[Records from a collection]
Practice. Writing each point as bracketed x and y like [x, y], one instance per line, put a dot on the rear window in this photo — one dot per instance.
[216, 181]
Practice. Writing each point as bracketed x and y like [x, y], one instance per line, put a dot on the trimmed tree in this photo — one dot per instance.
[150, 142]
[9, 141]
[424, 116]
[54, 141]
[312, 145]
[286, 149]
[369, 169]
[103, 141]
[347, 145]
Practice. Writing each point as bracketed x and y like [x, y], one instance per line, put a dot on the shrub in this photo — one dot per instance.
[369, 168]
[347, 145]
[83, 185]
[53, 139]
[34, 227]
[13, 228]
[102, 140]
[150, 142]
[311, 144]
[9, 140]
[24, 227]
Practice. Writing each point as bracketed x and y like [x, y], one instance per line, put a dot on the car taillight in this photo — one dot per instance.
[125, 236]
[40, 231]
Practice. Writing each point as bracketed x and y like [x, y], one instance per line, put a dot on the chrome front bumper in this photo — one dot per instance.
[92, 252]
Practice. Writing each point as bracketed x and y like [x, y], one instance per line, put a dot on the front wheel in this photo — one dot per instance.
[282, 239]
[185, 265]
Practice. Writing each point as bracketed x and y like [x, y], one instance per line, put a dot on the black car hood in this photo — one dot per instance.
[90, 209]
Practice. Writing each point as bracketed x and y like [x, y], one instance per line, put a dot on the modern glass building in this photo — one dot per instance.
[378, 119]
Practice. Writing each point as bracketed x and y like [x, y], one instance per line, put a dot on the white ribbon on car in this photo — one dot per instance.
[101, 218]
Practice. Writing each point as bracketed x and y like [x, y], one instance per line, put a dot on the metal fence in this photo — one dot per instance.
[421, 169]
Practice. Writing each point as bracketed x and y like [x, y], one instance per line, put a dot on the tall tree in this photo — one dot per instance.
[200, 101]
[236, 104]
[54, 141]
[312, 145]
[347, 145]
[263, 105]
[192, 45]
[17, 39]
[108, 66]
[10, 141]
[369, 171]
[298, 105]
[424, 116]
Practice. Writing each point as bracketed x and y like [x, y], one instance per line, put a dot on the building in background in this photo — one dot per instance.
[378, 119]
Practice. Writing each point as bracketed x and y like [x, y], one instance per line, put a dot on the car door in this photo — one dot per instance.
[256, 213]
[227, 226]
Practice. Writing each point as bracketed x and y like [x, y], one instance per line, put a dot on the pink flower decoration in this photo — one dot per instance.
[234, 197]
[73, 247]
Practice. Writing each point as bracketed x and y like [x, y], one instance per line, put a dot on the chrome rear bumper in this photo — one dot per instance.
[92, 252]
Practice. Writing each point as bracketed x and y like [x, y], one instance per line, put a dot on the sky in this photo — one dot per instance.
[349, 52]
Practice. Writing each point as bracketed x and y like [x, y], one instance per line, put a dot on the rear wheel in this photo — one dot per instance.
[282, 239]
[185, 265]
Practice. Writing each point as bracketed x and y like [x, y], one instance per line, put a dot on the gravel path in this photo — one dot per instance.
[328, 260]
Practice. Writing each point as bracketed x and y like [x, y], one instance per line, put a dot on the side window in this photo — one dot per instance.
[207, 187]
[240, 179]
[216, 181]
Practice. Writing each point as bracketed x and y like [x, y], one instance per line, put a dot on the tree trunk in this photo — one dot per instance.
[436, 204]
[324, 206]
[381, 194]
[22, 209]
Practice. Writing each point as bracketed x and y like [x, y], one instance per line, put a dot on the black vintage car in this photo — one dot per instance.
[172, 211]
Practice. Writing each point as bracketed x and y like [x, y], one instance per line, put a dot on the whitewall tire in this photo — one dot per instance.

_The problem_: Write the data out again. Match it exactly.

_Answer for the task_:
Practice. Writing each point as bracketed x and y like [x, y], one instance per line, put a dot on the rear window in this photo — one dot per instance.
[216, 181]
Practice. Writing each point as bracketed x and y like [x, y], one instance per line, put a dot on the trimmed tree in this photo — one dot per instance.
[150, 142]
[9, 141]
[424, 116]
[54, 141]
[312, 145]
[286, 149]
[369, 169]
[103, 141]
[347, 145]
Practice. Writing each point as bracketed x and y like [x, y], one instance per line, put a dot on the shrub in this photo — one dot per instance.
[369, 168]
[347, 145]
[83, 185]
[53, 139]
[34, 227]
[13, 228]
[102, 140]
[150, 142]
[311, 144]
[9, 140]
[24, 227]
Practice. Writing each point as bracketed x and y like [x, y], one instance per line, put a dot on the car taillight in this photo — one dot per instance.
[125, 236]
[40, 231]
Practice. Writing each point as bracketed x and y like [x, y], one instance per line, put a dot on the chrome front bumper in this photo — one dot per instance.
[92, 252]
Practice. Writing each point as bracketed x and y like [x, y], one instance per line, put a dot on the front wheel in this photo — one dot per instance.
[282, 239]
[185, 265]
Practice. Writing each point as bracketed x and y like [x, y], one instance per line, put a dot on the black car hood in this photo — one dot per instance.
[90, 209]
Practice. Writing each point as bracketed x and y like [x, y], one instance per line, put a dot on the modern glass building in this photo — one dot per instance.
[378, 119]
Practice. Writing each point as bracketed x and y like [x, y], one instance per line, put a dot on the white ribbon on car in this photo — one dot per instance.
[101, 218]
Practice. Writing each point as bracketed x and y like [x, y], one instance per line, put a dot on the metal fence in this photo — one dot per instance.
[421, 169]
Practice. Writing each point as bracketed x and y like [x, y], one instance per line, put a dot on the tall tree in this photo — one dot per instance.
[200, 101]
[236, 104]
[54, 141]
[312, 145]
[347, 145]
[263, 105]
[192, 45]
[17, 39]
[108, 66]
[10, 141]
[369, 171]
[298, 105]
[424, 116]
Practice. Writing each point as bracketed x and y like [x, y], one instance per line, put a dot on the building in background in this photo — one dot per instance.
[378, 119]
Practice. Writing each point as bracketed x and y like [x, y], one instance per line, put a dot on the car door in this photo — one dot per instance.
[256, 213]
[227, 226]
Practice. Writing each point as bracketed x and y like [x, y], one instance per line, put a dot on the pink flower decoration in this photo — one dot per instance.
[234, 197]
[73, 247]
Practice. Writing each point as bracketed x and y like [x, y], one instance per line, put a dot on the chrome rear bumper in this photo — one dot per instance.
[92, 252]
Practice. Writing each point as bracketed x and y like [x, y], one instance per line, put a dot on the sky in this photo — one dot per instance.
[349, 52]
Practice. Writing each point as bracketed x and y like [x, y], one instance per line, put a dot on the rear wheel in this photo — one dot per instance.
[282, 239]
[185, 265]
Practice. Writing each point as bracketed x and y like [x, y], one instance per line, put a dot on the gravel path in this photo — one dot per instance.
[328, 260]
Practice. Writing each point as bracketed x and y like [x, y], one instance per line, put a dot on the side window in this photo — one dot per instance.
[207, 187]
[240, 179]
[216, 181]
Practice. Writing each point as bracketed x and y like [x, y], one instance per line, put a dot on the tree trunk in this photo — one dot per instance.
[436, 204]
[324, 206]
[381, 194]
[22, 209]
Practice. Writing each point as bracketed x and y like [x, y], one instance per line, put a dot on the black vintage car in this photo — one dot per instance.
[172, 211]
Practice. Writing each point as bracketed x and y like [x, y], one instance per line, put a dot on the whitewall tire in this photo — one dot per instance.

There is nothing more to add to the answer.